* DOCUMENT EXCERPT *
Begin
|
LATANYA SWEENEY
Assistant Professor
Institute for Software Research International
www
Perhaps the biggest clash between technology and society involves
privacy. The task of maintaining privacy and confidentiality in a globally
networked, technically empowered society is quite difficult, tricky
and fun. Data privacy (or more precisely, data anonymity) is emerging
as a new study within computer science that is the study of computational
solutions for releasing information about entities (such as people,
companies, governments) such that certain properties (such as identity)
are controlled while the data remain practically useful. While these
problems have been studied, in part, by statisticians and earlier computer
scientists, their solutions have been rendered insufficient in today's
technically empowered society. So, in data anonymity, we develop new
approaches and tools for today's computational environment.
My colleages and I (in the Laboratory for International Data Privacy,
for which, I am the director) take a two-prong approach to data anonymity.
On the one hand, we work as data detectives and on the other hand,
we also work as data protectors.
As data detectives, we develop computer systems that learn information
about humans from disparate pieces of information. (This is often called
data re-identification and data fusion.) Work in this area includes
constructing sensitive profiles on individuals, companies or governments
from publicly and semi-publicly available data. We also do re-identification
experiments. Given data believed to be anonymous, we re-identify the
individuals by providing the identities of the people who are the subjects
of the data.
As data detectives, we learn the kinds of attacks that must be thwarted
to adequately protect data. So, as data protectors, we turn our experiences
around. We work on systems that properly de-identify the information
so that scientific guarantees can be made that no one can be re-identified.
I term this two-prong approach computational disclosure control, which
is the study of computational techniques for discovering and controlling
inferences that can be drawn from disclosed data such that the identity
of individuals and other entities contained in the released data cannot
be recognized even though the data remain practically useful.
|
End
Dataset rows
Begin
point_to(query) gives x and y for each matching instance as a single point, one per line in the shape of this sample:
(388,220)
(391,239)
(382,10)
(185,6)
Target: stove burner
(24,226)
End
* TO DO *
[1] In the data privacy profile, list the examples of entities given in parentheses as things that information can be released about.
[2] Copy the dataset row word for word, including its answer line.

* ANSWERS TO EACH TASK *
[1] people, companies, governments

[2]
point_to(query) gives x and y for each matching instance as a single point, one per line in the shape of this sample:
(388,220)
(391,239)
(382,10)
(185,6)
Target: stove burner
(24,226)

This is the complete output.